=== SHORT PROBLEM ===
Copy the data precisely, character for character, and leave out every picture.

=== DATA LISTING ===
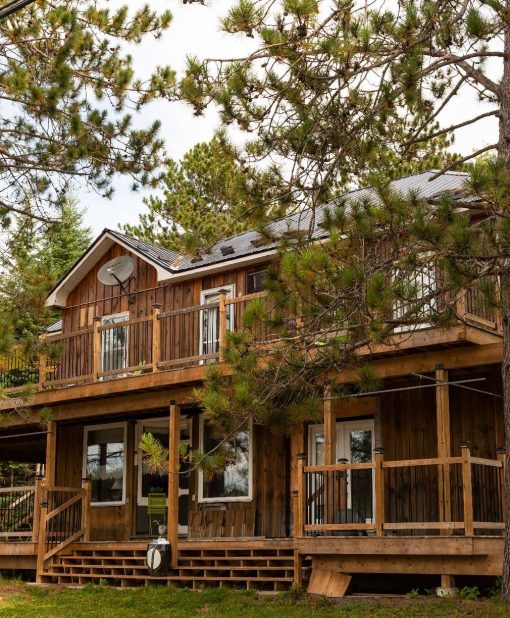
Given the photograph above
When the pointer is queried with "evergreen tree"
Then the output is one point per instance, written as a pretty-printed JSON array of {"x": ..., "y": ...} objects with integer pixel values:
[
  {"x": 209, "y": 194},
  {"x": 343, "y": 91},
  {"x": 67, "y": 89},
  {"x": 35, "y": 256}
]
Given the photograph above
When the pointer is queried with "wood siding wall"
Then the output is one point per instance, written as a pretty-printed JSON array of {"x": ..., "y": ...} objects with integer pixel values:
[
  {"x": 92, "y": 299},
  {"x": 270, "y": 483}
]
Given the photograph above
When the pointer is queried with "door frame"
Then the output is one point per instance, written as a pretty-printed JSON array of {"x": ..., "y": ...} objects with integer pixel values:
[
  {"x": 139, "y": 499},
  {"x": 343, "y": 429},
  {"x": 231, "y": 291},
  {"x": 125, "y": 315}
]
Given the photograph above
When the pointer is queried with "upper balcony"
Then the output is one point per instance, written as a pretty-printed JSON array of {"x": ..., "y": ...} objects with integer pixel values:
[{"x": 173, "y": 347}]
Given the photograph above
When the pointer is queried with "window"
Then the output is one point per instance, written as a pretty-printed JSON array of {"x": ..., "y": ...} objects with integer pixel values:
[
  {"x": 354, "y": 443},
  {"x": 152, "y": 481},
  {"x": 255, "y": 281},
  {"x": 234, "y": 481},
  {"x": 421, "y": 284},
  {"x": 114, "y": 345},
  {"x": 210, "y": 319},
  {"x": 104, "y": 462}
]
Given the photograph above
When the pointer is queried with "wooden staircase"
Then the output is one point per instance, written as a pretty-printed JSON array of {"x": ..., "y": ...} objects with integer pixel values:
[{"x": 263, "y": 565}]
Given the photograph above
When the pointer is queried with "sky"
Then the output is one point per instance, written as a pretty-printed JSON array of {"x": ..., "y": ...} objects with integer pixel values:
[{"x": 195, "y": 30}]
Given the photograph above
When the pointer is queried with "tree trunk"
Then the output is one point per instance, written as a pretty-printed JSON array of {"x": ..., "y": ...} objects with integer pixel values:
[
  {"x": 504, "y": 101},
  {"x": 505, "y": 374},
  {"x": 504, "y": 154}
]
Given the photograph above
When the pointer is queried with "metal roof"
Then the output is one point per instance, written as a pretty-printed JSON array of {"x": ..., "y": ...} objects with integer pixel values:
[
  {"x": 306, "y": 222},
  {"x": 53, "y": 328},
  {"x": 424, "y": 185}
]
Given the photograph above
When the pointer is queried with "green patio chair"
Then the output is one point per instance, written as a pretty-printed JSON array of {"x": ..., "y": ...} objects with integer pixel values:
[{"x": 156, "y": 506}]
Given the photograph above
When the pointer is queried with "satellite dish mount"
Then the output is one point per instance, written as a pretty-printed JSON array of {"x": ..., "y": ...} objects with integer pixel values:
[{"x": 118, "y": 272}]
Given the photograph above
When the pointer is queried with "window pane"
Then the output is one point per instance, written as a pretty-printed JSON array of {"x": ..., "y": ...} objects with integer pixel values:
[
  {"x": 233, "y": 480},
  {"x": 361, "y": 446},
  {"x": 255, "y": 281},
  {"x": 105, "y": 463},
  {"x": 319, "y": 449},
  {"x": 153, "y": 481},
  {"x": 360, "y": 442}
]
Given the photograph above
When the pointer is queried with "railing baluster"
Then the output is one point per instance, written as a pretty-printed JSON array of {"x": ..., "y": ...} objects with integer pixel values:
[
  {"x": 379, "y": 491},
  {"x": 467, "y": 488}
]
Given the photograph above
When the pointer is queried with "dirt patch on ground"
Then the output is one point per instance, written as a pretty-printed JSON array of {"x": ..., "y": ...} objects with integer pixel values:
[{"x": 10, "y": 590}]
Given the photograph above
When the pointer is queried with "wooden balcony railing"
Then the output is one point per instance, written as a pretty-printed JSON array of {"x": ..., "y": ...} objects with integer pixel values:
[
  {"x": 450, "y": 495},
  {"x": 166, "y": 341},
  {"x": 163, "y": 341}
]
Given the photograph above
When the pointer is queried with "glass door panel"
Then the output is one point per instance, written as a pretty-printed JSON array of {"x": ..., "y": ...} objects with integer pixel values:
[
  {"x": 210, "y": 319},
  {"x": 153, "y": 481}
]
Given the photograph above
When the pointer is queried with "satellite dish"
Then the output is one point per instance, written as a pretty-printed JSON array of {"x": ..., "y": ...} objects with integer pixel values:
[{"x": 117, "y": 272}]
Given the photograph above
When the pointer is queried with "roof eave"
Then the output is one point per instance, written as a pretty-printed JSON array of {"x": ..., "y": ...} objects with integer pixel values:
[{"x": 58, "y": 296}]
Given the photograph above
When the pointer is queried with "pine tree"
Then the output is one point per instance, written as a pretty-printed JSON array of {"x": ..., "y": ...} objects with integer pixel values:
[
  {"x": 35, "y": 257},
  {"x": 209, "y": 194},
  {"x": 67, "y": 89},
  {"x": 343, "y": 92}
]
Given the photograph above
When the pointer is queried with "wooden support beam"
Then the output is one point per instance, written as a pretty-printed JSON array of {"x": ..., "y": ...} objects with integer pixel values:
[
  {"x": 297, "y": 445},
  {"x": 173, "y": 482},
  {"x": 85, "y": 514},
  {"x": 222, "y": 323},
  {"x": 41, "y": 546},
  {"x": 331, "y": 505},
  {"x": 467, "y": 488},
  {"x": 96, "y": 349},
  {"x": 501, "y": 456},
  {"x": 300, "y": 515},
  {"x": 37, "y": 509},
  {"x": 156, "y": 336},
  {"x": 424, "y": 362},
  {"x": 443, "y": 445},
  {"x": 329, "y": 428},
  {"x": 51, "y": 453},
  {"x": 379, "y": 492}
]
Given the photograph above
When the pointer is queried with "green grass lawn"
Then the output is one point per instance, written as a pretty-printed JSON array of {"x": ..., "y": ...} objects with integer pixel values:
[{"x": 18, "y": 599}]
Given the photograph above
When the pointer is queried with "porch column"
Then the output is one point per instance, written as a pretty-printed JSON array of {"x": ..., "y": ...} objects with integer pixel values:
[
  {"x": 329, "y": 428},
  {"x": 443, "y": 444},
  {"x": 443, "y": 471},
  {"x": 330, "y": 479},
  {"x": 51, "y": 453},
  {"x": 173, "y": 482}
]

=== WRITTEN RESPONSE ===
Given the photograph above
When the pointer is queried with "evergreen tree"
Then the output is one point per instance, written as a pretty-printed JSON array of {"x": ..., "y": ...} objects with integer pixel values:
[
  {"x": 209, "y": 194},
  {"x": 343, "y": 91},
  {"x": 67, "y": 89},
  {"x": 35, "y": 256}
]
Given the photograph above
When the pointer is queried with "wood siding wall"
Then the output is one point per instance, written as a pretty-printed JSON array of {"x": ..., "y": ...} objects with integer pixel values:
[
  {"x": 92, "y": 299},
  {"x": 270, "y": 483}
]
Given the photograph above
When the pointer is queried with "door frame"
Then the output is one point per instance, written as a pretty-printed JSON array of {"x": ..., "y": ...} objects with integer pixel values:
[
  {"x": 139, "y": 499},
  {"x": 343, "y": 429},
  {"x": 231, "y": 291},
  {"x": 125, "y": 315}
]
Given the photograph above
When the pointer is queried with "upper balcony"
Then the output is one point per instance, written as a pretty-printed JSON array of {"x": ..., "y": ...} objects with integer pixel values:
[{"x": 173, "y": 347}]
Given the photograph above
When the pointer is queried with "window"
Then the output is one point per instance, written as a pretty-printed JSON array of {"x": ..., "y": ...} objects with integer pixel values:
[
  {"x": 354, "y": 443},
  {"x": 152, "y": 481},
  {"x": 255, "y": 281},
  {"x": 234, "y": 481},
  {"x": 421, "y": 284},
  {"x": 114, "y": 345},
  {"x": 210, "y": 319},
  {"x": 104, "y": 462}
]
Given the photograph above
When the pointer is queried with "wooden staircase"
Then the output is one point per instance, written as a pretty-printed JSON array of {"x": ..., "y": ...} objects with integer pixel values:
[{"x": 263, "y": 565}]
Given the photograph above
When the pointer is queried with "sky"
Then the output is one point per instance, written as a pretty-printed JSON array of {"x": ..., "y": ...} objects with integer pixel values:
[{"x": 195, "y": 30}]
Given the photograph above
When the pointer is queried with "tree trunk"
Then the output is one point per instance, written as a pretty-printed JSON array of {"x": ..., "y": ...} objects with integer pixel values:
[
  {"x": 504, "y": 101},
  {"x": 505, "y": 374},
  {"x": 504, "y": 154}
]
Given the photograph above
When the pointer is queried with "metal roof"
Then the output is one point per instance, written as a pretty-printed JSON array of {"x": ..., "y": ...} objects with integer pixel values:
[
  {"x": 306, "y": 222},
  {"x": 53, "y": 328},
  {"x": 424, "y": 185}
]
Given the photograph above
When the pointer is queried with "green patio chair"
Then the output is one point per instance, written as a pretty-printed JSON array of {"x": ..., "y": ...} objects with integer pixel values:
[{"x": 156, "y": 506}]
Given the photograph above
When the pointer is queried with "satellite dish mount"
Then the output is one point per instance, written as a pretty-printed JSON array of {"x": ..., "y": ...} objects with integer pixel values:
[{"x": 118, "y": 272}]
Given the photograph above
When the pointer is queried with "window pane"
Then the output is one point per instance, written as a pretty-printed JSON array of {"x": ..., "y": ...} objects with integer pixel values:
[
  {"x": 233, "y": 480},
  {"x": 361, "y": 446},
  {"x": 255, "y": 281},
  {"x": 105, "y": 463},
  {"x": 319, "y": 449},
  {"x": 153, "y": 481},
  {"x": 360, "y": 442}
]
Given the photograph above
When the pointer is queried with "railing baluster"
Then the output is one point per instance, written as a pretty-printed JSON array of {"x": ..., "y": ...} objects with integer pixel values:
[
  {"x": 379, "y": 491},
  {"x": 467, "y": 488}
]
Given the photograph above
When the pointer is queried with "dirt patch on ground"
Then the output is one point per instance, written as a pretty-printed JSON array of {"x": ..., "y": ...} objects with integer pixel values:
[{"x": 10, "y": 590}]
Given the photograph above
When the pointer is queried with "wooden balcony railing"
Then the output is one point per instance, written as a pretty-printed JSON array of {"x": ..., "y": ...} objects with integer pixel values:
[
  {"x": 450, "y": 495},
  {"x": 166, "y": 341},
  {"x": 163, "y": 341}
]
Given the photograph above
When the pointer is queried with "glass door panel"
Then the output is one point per instance, written as a pretty-printed JSON array of {"x": ..., "y": ...} objects with integer pixel values:
[
  {"x": 210, "y": 319},
  {"x": 153, "y": 481}
]
Given the photograph above
When the pointer is queried with "satellite dish"
Then the output is one point per instance, written as a pretty-printed JSON array of {"x": ..., "y": ...} objects with integer pixel values:
[{"x": 117, "y": 272}]
Given the photograph above
When the pointer is queried with "roof eave"
Then the output is one point per instance, written as a pretty-printed JSON array of {"x": ..., "y": ...} objects with integer pixel values:
[{"x": 58, "y": 296}]
Given the photograph above
When the pointer is queried with "pine tree"
Then the output is one point per instance, written as a pretty-printed JSON array of {"x": ..., "y": ...} objects with integer pixel values:
[
  {"x": 35, "y": 257},
  {"x": 209, "y": 194},
  {"x": 67, "y": 89},
  {"x": 343, "y": 92}
]
Given the photograph above
When the pointer is queried with "wooden support beam"
Then the output is one point per instance, written as a pretty-printed JSON array of {"x": ..., "y": ...} objects with integer pixel values:
[
  {"x": 297, "y": 445},
  {"x": 173, "y": 482},
  {"x": 85, "y": 514},
  {"x": 222, "y": 323},
  {"x": 41, "y": 546},
  {"x": 331, "y": 505},
  {"x": 467, "y": 488},
  {"x": 96, "y": 349},
  {"x": 501, "y": 456},
  {"x": 300, "y": 515},
  {"x": 37, "y": 509},
  {"x": 156, "y": 336},
  {"x": 424, "y": 362},
  {"x": 443, "y": 445},
  {"x": 329, "y": 428},
  {"x": 51, "y": 453},
  {"x": 379, "y": 492}
]
Given the photograph above
When the pointer is queried with "green grass lawn"
Then the output is one point per instance, written as a pretty-printed JSON array of {"x": ..., "y": ...} objects with integer pixel values:
[{"x": 18, "y": 599}]
Given the photograph above
When the pointer is queried with "porch column"
Then the output is one point per instance, written as a pretty-printed JSON array of {"x": ..., "y": ...} objects with integer pixel values:
[
  {"x": 329, "y": 428},
  {"x": 443, "y": 444},
  {"x": 443, "y": 471},
  {"x": 330, "y": 479},
  {"x": 51, "y": 453},
  {"x": 173, "y": 482}
]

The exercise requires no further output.